* _What this task involves_
Please reproduce the data below exactly, from the first line to the last.
┄┄┄┄┄┄┄┄┄┄
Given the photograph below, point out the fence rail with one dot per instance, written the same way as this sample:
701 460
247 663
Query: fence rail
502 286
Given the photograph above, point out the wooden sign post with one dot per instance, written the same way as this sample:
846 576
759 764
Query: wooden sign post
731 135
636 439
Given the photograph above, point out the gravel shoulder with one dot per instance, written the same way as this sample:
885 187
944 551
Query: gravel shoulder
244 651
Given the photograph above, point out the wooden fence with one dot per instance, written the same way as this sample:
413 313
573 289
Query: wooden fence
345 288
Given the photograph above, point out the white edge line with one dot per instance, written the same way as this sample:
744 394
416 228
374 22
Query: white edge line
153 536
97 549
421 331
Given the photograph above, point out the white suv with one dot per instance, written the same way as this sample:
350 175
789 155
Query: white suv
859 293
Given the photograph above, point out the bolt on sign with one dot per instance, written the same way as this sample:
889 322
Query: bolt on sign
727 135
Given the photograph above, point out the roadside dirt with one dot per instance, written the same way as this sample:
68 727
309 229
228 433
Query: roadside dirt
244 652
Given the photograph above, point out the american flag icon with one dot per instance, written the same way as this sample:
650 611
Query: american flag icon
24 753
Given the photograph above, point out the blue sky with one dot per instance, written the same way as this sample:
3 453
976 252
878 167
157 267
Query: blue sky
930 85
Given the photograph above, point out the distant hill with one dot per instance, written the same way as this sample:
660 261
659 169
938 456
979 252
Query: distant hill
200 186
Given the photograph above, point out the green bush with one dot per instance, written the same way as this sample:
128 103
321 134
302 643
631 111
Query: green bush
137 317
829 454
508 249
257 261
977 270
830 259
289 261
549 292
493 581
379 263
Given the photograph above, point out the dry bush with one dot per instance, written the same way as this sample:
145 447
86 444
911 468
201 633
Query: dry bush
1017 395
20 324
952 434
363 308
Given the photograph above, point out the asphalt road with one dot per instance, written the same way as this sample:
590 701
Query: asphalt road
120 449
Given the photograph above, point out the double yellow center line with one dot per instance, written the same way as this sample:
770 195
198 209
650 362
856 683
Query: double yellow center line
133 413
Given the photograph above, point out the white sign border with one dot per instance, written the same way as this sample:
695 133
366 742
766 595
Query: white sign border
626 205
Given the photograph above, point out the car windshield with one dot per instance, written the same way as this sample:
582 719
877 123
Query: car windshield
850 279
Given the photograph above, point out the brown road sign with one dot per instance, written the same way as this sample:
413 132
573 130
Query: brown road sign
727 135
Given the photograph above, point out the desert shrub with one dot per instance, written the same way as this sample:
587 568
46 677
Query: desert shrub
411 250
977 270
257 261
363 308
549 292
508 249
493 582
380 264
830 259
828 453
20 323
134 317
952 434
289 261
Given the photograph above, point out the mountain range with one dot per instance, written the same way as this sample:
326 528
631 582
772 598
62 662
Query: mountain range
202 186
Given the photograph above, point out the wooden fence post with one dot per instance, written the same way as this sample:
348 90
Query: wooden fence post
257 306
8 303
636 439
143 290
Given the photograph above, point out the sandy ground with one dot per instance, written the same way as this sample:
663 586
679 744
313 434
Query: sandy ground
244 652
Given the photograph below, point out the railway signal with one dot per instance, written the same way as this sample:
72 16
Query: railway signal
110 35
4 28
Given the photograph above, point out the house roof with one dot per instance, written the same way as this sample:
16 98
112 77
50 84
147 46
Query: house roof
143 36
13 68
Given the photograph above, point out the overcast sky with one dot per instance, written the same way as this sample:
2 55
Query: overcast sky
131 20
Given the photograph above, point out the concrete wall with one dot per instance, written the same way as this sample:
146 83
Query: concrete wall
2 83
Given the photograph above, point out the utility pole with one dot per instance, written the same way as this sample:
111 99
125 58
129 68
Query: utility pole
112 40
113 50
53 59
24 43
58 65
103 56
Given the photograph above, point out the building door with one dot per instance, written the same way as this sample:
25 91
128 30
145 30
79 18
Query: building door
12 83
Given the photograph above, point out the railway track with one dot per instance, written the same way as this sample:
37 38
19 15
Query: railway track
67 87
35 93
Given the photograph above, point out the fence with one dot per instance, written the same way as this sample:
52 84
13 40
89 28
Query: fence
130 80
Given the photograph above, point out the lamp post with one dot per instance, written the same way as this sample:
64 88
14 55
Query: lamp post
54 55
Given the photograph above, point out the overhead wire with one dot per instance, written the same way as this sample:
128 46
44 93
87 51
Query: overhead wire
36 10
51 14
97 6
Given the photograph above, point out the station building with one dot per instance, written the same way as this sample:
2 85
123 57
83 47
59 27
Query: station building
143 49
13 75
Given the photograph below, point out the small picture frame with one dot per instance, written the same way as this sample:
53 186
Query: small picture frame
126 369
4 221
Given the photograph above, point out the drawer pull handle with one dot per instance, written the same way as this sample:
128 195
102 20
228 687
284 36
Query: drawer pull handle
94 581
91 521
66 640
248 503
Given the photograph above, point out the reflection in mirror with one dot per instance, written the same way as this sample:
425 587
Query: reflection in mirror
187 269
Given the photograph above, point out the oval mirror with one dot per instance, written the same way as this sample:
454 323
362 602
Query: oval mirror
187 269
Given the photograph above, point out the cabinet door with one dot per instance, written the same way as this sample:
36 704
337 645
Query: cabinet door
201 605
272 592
┄┄┄┄┄┄┄┄┄┄
* _Answer to this exercise_
Given the photograph below, point out the fence rail with one dot per instance, written the same way as this sample:
701 460
247 663
Query: fence rail
502 286
Given the photograph above, point out the wooden sign post with one dot per instance, written the same way as this sample:
846 576
759 764
Query: wooden sign post
731 135
636 439
Given the photograph above, point out the gravel shoulder with one dot per instance, written the same way as this sample:
885 187
944 551
Query: gravel shoulder
244 651
Given the photograph above, point out the wooden fence with one dot per instance, written the same way as this sample:
413 313
573 289
Query: wooden fence
345 288
Given the photograph above, point out the white edge line with one dot per instance, written the same way as this sample:
744 394
416 228
374 22
Query: white edge line
153 536
97 549
421 331
Given the photograph above, point out the white suv with one dot per instance, written the same way as this sample:
350 175
789 155
Query: white suv
859 293
Given the photograph above, point out the bolt on sign with one dot per instance, written the same way as this sample:
889 322
Query: bolt on sign
727 135
Given the photograph above, point out the roadside dirt with one dot per instance, written the same way as this sample:
68 727
309 229
228 433
Query: roadside dirt
244 652
Given the photograph above, point out the american flag icon with one dot per instance, written the same way as this sample:
650 611
Query: american flag icon
24 753
Given the photograph above, point out the blue sky with one dot per instance, written the same way as this sample:
3 453
976 252
878 167
157 267
Query: blue sky
930 85
Given the photograph above, point out the distant hill with one dot per instance, written the same way as this sample:
660 261
659 169
938 456
979 252
Query: distant hill
200 186
Given the photograph above, point out the green bush with one dot per instance, written the same way as this sample:
128 103
321 134
302 643
631 111
Query: green bush
137 317
829 454
508 249
257 261
977 270
830 259
289 261
549 292
493 581
379 263
Given the photograph above, point out the dry bush with one dot per instance, written the same way as this sample:
145 447
86 444
911 468
201 633
Query: dry bush
1017 395
20 324
952 434
363 308
Given the photograph above, point out the asphalt road with one dot per instance, written the same way as this sample:
590 701
Query: asphalt road
120 449
Given the photograph above, point out the double yellow center line with one dot per instance, written the same way as this sample:
770 195
198 209
650 362
856 683
Query: double yellow center line
133 413
Given the photograph above, point out the white sign border with one dot per instance, written the same way as this sample:
695 133
366 742
766 595
Query: white sign border
626 205
Given the photograph above, point out the car windshield with one dot per instance, written the same way as this sample:
582 719
877 123
Query: car windshield
850 279
Given the photograph above, point out the brown road sign with one dot per instance, written the same way as this sample:
413 132
573 130
Query: brown road sign
727 135
Given the photograph above, point out the desert shrub with one dot per instance, written the same way as this sample:
587 568
46 677
Query: desert shrub
411 250
977 270
257 261
363 308
549 292
508 249
493 582
380 264
830 259
828 453
20 323
134 317
952 434
289 261
Given the photograph above, point out the mountain range with one dot per instance, written the same way as this sample:
326 528
631 582
772 598
62 662
Query: mountain range
202 186
Given the photograph above, point out the wooden fence post with one dot per instance, written the same way as this sample:
348 90
Query: wooden fence post
257 306
8 303
636 439
143 290
Given the photograph above, point out the sandy ground with one dot per instance, written the same way as this sample:
663 586
679 744
313 434
Query: sandy ground
244 652
Given the photograph below, point out the railway signal with one dot per instance, written the same way as this sample:
72 16
Query: railway signal
110 35
4 28
Given the photograph above, point out the house roof with one dot per instance, written the same way as this sample:
16 98
112 77
50 84
147 46
Query: house roof
143 36
13 68
Given the photograph above, point out the overcast sky with one dot per instance, written the same way as this sample:
2 55
Query: overcast sky
131 20
Given the photograph above, point out the concrete wall with one dot per instance, written the same way as this sample:
146 83
Query: concrete wall
2 83
Given the photograph above, point out the utility pole with one dot per instance, written the same way as this sample:
111 99
125 58
129 68
Query: utility pole
112 40
113 50
53 59
24 43
58 65
103 56
Given the photograph above, point out the building door with one dot per instance, written the same way as this sample:
25 91
128 30
145 30
79 18
Query: building door
12 83
Given the photograph above, point out the railway track with one dot per instance, written the same way as this sample:
37 38
19 15
Query: railway track
67 87
35 93
Given the photograph above, point out the fence with one dot per instance, written the same way as this sample:
52 84
13 40
89 28
Query: fence
130 80
Given the photograph above, point out the lamp post with one dot per instance, written the same way as this sample:
64 88
14 55
Query: lamp post
54 55
Given the photograph above, point out the overhead wire with one dot per instance, written the same way as this sample:
128 46
44 93
87 51
Query: overhead wire
36 10
51 14
97 6
Given the photograph above, point out the station building with one dot per instance, written the same way as this sample:
2 85
123 57
83 47
59 27
Query: station building
143 49
13 75
Given the photograph below, point out the small picture frame with one dot per instance, written the same way as this sample:
53 186
Query: small picture frame
126 369
4 221
Given the photograph above, point out the drawer pull handle with one dot per instance, written the same way as this sample:
128 195
102 20
228 687
284 36
Query: drawer pull handle
94 581
91 521
66 640
248 503
Given the photograph above, point out the reflection in mirror with one dot per instance, written the same way as this sample:
425 587
Query: reflection in mirror
187 269
Given the photograph above, point out the oval mirror with one dot per instance, written the same way as this sample:
454 323
362 602
Query: oval mirror
187 269
Given the photograph above, point out the cabinet door with one dot per instance, written the same way as this sample:
36 704
337 645
Query: cabinet door
201 605
272 592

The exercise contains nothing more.